### [Source text]
— Begin —

@hawkeye10,
hawkeye10 wrote:Not very compelling??!!
Yup, even with the extra exclamation marks the strength of your conviction is, alone, not very compelling.
Quote: You are talking about divorce, we know what effect easy divorce has upon marriages, it makes people less willing to cooperate with their mates and more willing to chuck the marriage (family) and leave. It would be know different if kids could divorce their parents.
Kids already
can "divorce their parents" hawkeye. I'm not introducing a new legal instrument here I am suggesting it be broadened to confer rights more readily than it currently does.
It's not much different than what you want to do, it's just a check and balance system in addition to what you want to do.
You want to give them the rights while the parents still maintain responsibility. I want to give them the rights through the existing legal process that grants them both rights and responsibility.
I am not arguing that this would always be positive, but you haven't even made a case for how it's fundamentally worse than the legal system just giving the children the rights.
Quote:It would be far better to leave the family in tack.
In some cases I would agree that an intact family is best, in others I don't. Either way, the types of families that want to remain intact don't need to separate or anything. When a kid turns 18 and is emancipated by default it's not that traumatic to the family and this way needs to be inherently no different. It would simply confer the rights and responsibilities to minors in special circumstances where the child's rights should supersede the parents.
Quote:Also far better to not introduce or strengthen the conflict between parties, and then have an expensive drawn out process to resolve said conflict.
You don't understand the legal concept of emancipation very well. It's not always like divorce except in that the colloquial term is often used by laymen.
All minors are emancipated at some point. When they turn 18 they are all emancipated without any such problems you speak of.

— End —

### [Set exercise 1]
According to the emancipation post, at what age are all minors emancipated?
### [Set exercise 2]
Please write the next part of the emancipation post, picking up after its final sentence.

Rows from a box labeling dataset

— Begin —

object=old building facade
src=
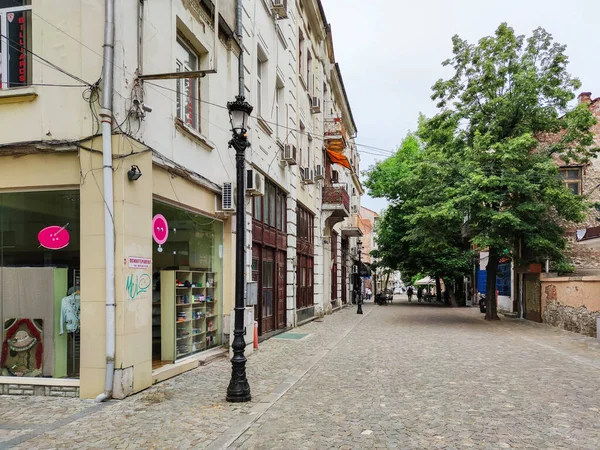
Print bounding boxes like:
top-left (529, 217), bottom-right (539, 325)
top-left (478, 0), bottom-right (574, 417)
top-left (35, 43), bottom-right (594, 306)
top-left (0, 0), bottom-right (362, 398)
top-left (536, 92), bottom-right (600, 336)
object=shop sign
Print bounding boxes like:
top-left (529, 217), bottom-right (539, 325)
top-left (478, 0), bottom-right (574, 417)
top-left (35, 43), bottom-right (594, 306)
top-left (38, 224), bottom-right (71, 250)
top-left (152, 214), bottom-right (169, 252)
top-left (127, 256), bottom-right (152, 269)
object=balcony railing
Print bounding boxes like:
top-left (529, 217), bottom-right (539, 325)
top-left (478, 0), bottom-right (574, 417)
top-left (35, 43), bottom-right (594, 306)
top-left (323, 186), bottom-right (350, 211)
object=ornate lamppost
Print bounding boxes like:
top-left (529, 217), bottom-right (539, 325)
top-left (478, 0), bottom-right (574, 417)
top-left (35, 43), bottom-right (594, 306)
top-left (356, 239), bottom-right (362, 314)
top-left (227, 95), bottom-right (253, 403)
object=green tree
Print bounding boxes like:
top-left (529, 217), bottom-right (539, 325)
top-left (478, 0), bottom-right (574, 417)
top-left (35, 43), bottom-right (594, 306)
top-left (365, 134), bottom-right (470, 300)
top-left (428, 24), bottom-right (597, 320)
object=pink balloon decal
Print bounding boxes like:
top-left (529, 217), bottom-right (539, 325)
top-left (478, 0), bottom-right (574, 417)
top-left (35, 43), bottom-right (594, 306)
top-left (38, 224), bottom-right (71, 250)
top-left (152, 214), bottom-right (169, 252)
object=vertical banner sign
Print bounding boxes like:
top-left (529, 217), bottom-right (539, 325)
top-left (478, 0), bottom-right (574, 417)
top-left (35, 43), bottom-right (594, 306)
top-left (6, 11), bottom-right (29, 87)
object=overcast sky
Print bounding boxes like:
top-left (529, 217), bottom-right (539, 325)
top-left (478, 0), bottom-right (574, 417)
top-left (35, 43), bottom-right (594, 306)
top-left (322, 0), bottom-right (600, 212)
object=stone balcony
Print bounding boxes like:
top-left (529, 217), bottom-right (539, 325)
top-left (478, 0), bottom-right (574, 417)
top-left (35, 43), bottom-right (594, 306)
top-left (342, 215), bottom-right (363, 237)
top-left (323, 186), bottom-right (350, 223)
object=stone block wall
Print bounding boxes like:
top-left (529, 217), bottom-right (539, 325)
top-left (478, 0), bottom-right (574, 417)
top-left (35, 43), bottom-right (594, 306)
top-left (0, 384), bottom-right (79, 398)
top-left (542, 302), bottom-right (600, 337)
top-left (541, 276), bottom-right (600, 337)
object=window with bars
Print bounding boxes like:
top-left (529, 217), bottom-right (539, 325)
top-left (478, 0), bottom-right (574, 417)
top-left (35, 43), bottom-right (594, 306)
top-left (558, 167), bottom-right (581, 195)
top-left (256, 58), bottom-right (264, 116)
top-left (252, 180), bottom-right (287, 232)
top-left (0, 0), bottom-right (32, 89)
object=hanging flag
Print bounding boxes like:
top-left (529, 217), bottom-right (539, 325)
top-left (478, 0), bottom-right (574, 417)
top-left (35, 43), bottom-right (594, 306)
top-left (327, 149), bottom-right (352, 170)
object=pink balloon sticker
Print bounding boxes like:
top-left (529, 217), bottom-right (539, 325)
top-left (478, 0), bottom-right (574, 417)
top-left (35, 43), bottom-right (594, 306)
top-left (38, 225), bottom-right (71, 250)
top-left (152, 214), bottom-right (169, 245)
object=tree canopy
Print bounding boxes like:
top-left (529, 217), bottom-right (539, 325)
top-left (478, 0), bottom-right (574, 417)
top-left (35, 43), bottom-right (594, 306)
top-left (366, 24), bottom-right (597, 319)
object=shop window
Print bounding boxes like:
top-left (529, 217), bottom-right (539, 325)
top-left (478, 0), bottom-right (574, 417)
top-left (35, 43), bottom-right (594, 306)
top-left (175, 38), bottom-right (201, 131)
top-left (0, 191), bottom-right (81, 378)
top-left (558, 167), bottom-right (581, 195)
top-left (0, 0), bottom-right (31, 89)
top-left (296, 205), bottom-right (314, 309)
top-left (152, 201), bottom-right (223, 362)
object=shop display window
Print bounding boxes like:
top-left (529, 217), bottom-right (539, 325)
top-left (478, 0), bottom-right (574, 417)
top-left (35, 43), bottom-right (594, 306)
top-left (0, 190), bottom-right (81, 378)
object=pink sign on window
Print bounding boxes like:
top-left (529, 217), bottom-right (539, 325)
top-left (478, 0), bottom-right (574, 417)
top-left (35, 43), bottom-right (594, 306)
top-left (152, 214), bottom-right (169, 252)
top-left (38, 224), bottom-right (71, 250)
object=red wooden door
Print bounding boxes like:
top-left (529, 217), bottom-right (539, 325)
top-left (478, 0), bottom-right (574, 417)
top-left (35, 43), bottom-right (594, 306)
top-left (260, 247), bottom-right (275, 333)
top-left (277, 251), bottom-right (286, 328)
top-left (252, 244), bottom-right (262, 333)
top-left (331, 232), bottom-right (338, 303)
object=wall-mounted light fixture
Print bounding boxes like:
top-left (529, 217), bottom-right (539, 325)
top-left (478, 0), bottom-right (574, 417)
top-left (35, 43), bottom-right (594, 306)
top-left (127, 165), bottom-right (142, 181)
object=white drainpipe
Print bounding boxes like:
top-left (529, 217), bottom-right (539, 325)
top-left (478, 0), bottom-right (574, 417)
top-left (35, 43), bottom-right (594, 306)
top-left (96, 0), bottom-right (115, 402)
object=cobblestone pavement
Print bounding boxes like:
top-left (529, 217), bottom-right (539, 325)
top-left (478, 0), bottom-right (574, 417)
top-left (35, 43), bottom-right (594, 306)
top-left (0, 299), bottom-right (600, 450)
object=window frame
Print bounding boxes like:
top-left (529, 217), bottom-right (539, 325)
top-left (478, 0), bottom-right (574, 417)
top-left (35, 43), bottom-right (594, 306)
top-left (175, 34), bottom-right (202, 133)
top-left (0, 0), bottom-right (33, 90)
top-left (558, 166), bottom-right (583, 195)
top-left (256, 56), bottom-right (265, 117)
top-left (252, 180), bottom-right (287, 233)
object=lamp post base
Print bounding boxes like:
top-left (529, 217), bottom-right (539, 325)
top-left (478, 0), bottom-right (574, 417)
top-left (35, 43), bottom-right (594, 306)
top-left (226, 338), bottom-right (252, 403)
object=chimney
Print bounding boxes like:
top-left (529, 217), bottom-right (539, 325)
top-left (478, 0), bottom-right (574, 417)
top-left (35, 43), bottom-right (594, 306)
top-left (577, 92), bottom-right (592, 103)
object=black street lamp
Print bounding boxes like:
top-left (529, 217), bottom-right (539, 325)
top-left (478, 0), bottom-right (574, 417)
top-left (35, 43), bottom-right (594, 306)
top-left (356, 239), bottom-right (362, 314)
top-left (227, 95), bottom-right (252, 403)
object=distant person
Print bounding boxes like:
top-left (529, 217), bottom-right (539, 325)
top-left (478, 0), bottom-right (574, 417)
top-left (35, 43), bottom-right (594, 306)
top-left (417, 286), bottom-right (423, 303)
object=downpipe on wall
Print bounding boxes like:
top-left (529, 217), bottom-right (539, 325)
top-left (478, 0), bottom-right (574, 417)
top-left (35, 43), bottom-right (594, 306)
top-left (96, 0), bottom-right (115, 402)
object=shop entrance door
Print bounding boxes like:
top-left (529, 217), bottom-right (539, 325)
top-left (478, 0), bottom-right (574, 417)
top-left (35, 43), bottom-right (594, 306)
top-left (260, 248), bottom-right (275, 334)
top-left (331, 232), bottom-right (338, 306)
top-left (277, 251), bottom-right (286, 328)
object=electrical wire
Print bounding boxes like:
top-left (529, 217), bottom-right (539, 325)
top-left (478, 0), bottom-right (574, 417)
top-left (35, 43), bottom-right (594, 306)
top-left (9, 0), bottom-right (395, 171)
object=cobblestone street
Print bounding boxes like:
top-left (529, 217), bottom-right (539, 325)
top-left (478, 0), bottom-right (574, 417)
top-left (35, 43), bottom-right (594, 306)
top-left (0, 299), bottom-right (600, 449)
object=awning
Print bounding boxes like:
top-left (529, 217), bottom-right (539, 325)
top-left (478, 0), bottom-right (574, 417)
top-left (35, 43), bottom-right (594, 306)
top-left (327, 149), bottom-right (351, 169)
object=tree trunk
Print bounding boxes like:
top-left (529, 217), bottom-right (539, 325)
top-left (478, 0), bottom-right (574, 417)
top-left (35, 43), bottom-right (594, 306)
top-left (371, 269), bottom-right (377, 298)
top-left (454, 277), bottom-right (466, 306)
top-left (435, 273), bottom-right (448, 303)
top-left (485, 248), bottom-right (500, 320)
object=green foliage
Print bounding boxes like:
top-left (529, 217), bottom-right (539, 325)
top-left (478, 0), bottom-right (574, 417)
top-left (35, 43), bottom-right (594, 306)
top-left (365, 24), bottom-right (598, 294)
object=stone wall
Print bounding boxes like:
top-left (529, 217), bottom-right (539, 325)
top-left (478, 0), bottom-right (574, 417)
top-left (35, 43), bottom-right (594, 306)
top-left (541, 276), bottom-right (600, 337)
top-left (0, 384), bottom-right (79, 398)
top-left (542, 302), bottom-right (600, 337)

— End —

### [Written answer 1]
At 18.

### [Written answer 2]
You want partial emancipation at a lower age, and I think you have a legitimate case that something like that is necessary. I favor combining the partial emancipation with at least part of the responsibility that they will all have to accept in a few years anyway.
It doesn't need to be a long expensive court system and I've not advocated anything of the sort.
So if you get past your straw men find fault with the very basics. If they are, in fact, old enough to have the rights are they old enough to have the responsibility?
Quote:It is all avoided by saying up front "as a older minor this is what you can choose to do no matter what your parents say" and "as a parent this is what you have the right to force your kid to do"
I have no problem with the law stating what is what. Where I have a problem is very specific. I don't think that a child should have a right to have sex, get pregnant and have kids against their parents' wishes while requiring the parents to maintain the child's children and the responsibility of the child who does not have to listen to them. I think that right should come with the responsibility of being able to care for the children being brought into the world and that the parents have a right to prevent their child from having sex until the child is able and willing to accept the possible consequences.
So I'm not saying the law shouldn't say what's what. I'm saying the law shouldn't say what you want to be what.
So again:
You want the law to say they can have sex and the parents have no say.
I want the law to say they can have sex as long as they can accept the legal responsibility for it.
Both of us want the law involved. So
your arguments against involving the legal system are irrelevant.
Both of us want the laws changed a bit. So
your arguments about how I fail to explain how this change should be taught to kids are irrelevant, you need to get the word out for your change as well. This is not a differentiating argument.
So here it is again. You want them to be given rights they don't currently have. I want those rights to come with responsibility.
What is your argument against
that.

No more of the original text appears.